_Given text_:
Gerry Murphy was born in Cork in 1952. After dropping out of university in the early 1970s he spent some years working in London and living in an Israeli Kibbutz before returning to Cork where he has remained ever since. A champion swimmer he has made his living primarily as a life guard and swimming pool manager. He began publishing his books in the mid-80s containing poems so far removed from the Irish tradition that many doubted they were poems at all. Undaunted and with his usual irreverence, Murphy once insisted on using a singularly detracting review alongside the more praising ones as a blurb for one of his books. Amusingly this had the effect of silencing and defusing many of his critics.
Murphy appears to have much in common with the American poet Charles Simic, both employ the full modernist armoury of Surrealist, Dadaist and Expressionist techniques, both appear to have been influenced more by South American and Eastern European poets than by poets of their own language. More importantly, both appreciate that edifying, profound ideas can be conveyed through humour and irreverence as appropriately and as effectively as through serious, weighty statement.
Murphy has also been influenced by the structures and techniques of Jazz music, not in the same way as Californian poets such as Ferlinghetti who appeared to aim to reproduce in words the sound of Jazz music, rather Murphy has employed the mimetic and pastiche elements of Jazz. He has produced many ‘after’ poems, which range from fully-fledged line-by-line variations to completely original poems with occasional riffs and suggestions of others. The “after August Kleinzahler” poem reproduced here contains just two words of Kleinzahler but no. And I’m sure no one will suggest that Freud wrote about slamming a door on an old lady’s back.

Data items
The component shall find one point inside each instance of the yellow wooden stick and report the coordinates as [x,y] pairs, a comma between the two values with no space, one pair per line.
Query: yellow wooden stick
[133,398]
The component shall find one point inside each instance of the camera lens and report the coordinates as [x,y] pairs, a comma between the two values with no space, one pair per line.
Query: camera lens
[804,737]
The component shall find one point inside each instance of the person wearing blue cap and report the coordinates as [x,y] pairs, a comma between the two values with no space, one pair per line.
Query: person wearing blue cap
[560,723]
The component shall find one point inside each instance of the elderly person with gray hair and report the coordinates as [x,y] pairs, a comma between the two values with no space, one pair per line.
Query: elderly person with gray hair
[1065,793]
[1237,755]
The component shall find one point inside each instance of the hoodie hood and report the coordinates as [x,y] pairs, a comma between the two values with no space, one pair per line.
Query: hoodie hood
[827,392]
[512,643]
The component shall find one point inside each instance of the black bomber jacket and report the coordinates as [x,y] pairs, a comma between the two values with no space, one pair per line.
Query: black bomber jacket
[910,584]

==

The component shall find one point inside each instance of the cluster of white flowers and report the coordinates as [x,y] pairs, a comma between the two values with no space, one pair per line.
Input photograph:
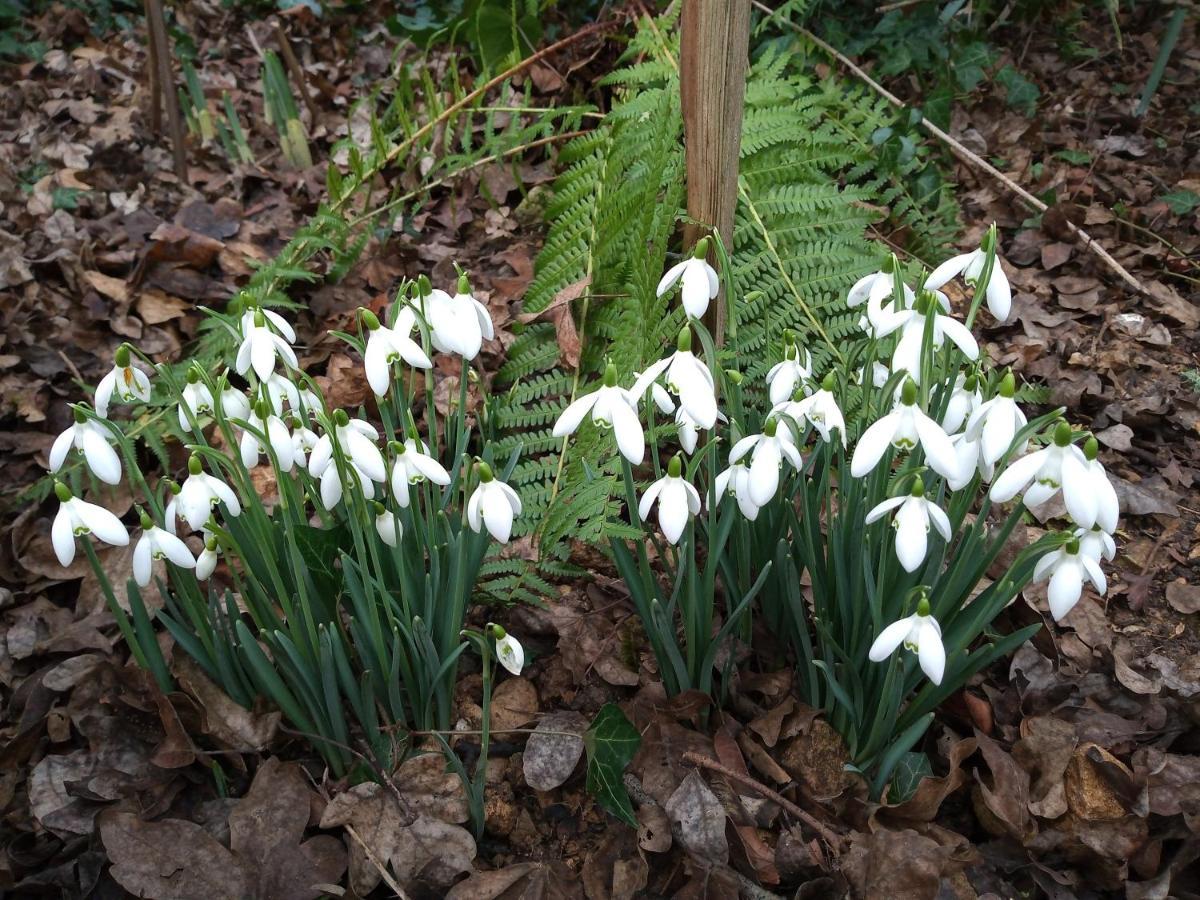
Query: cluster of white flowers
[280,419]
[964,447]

_Exercise brief_:
In the Gerry Murphy text, copy the part from "Gerry Murphy was" to "of his critics.", but change "life guard" to "lifeguard".

_Finished answer_:
Gerry Murphy was born in Cork in 1952. After dropping out of university in the early 1970s he spent some years working in London and living in an Israeli Kibbutz before returning to Cork where he has remained ever since. A champion swimmer he has made his living primarily as a lifeguard and swimming pool manager. He began publishing his books in the mid-80s containing poems so far removed from the Irish tradition that many doubted they were poems at all. Undaunted and with his usual irreverence, Murphy once insisted on using a singularly detracting review alongside the more praising ones as a blurb for one of his books. Amusingly this had the effect of silencing and defusing many of his critics.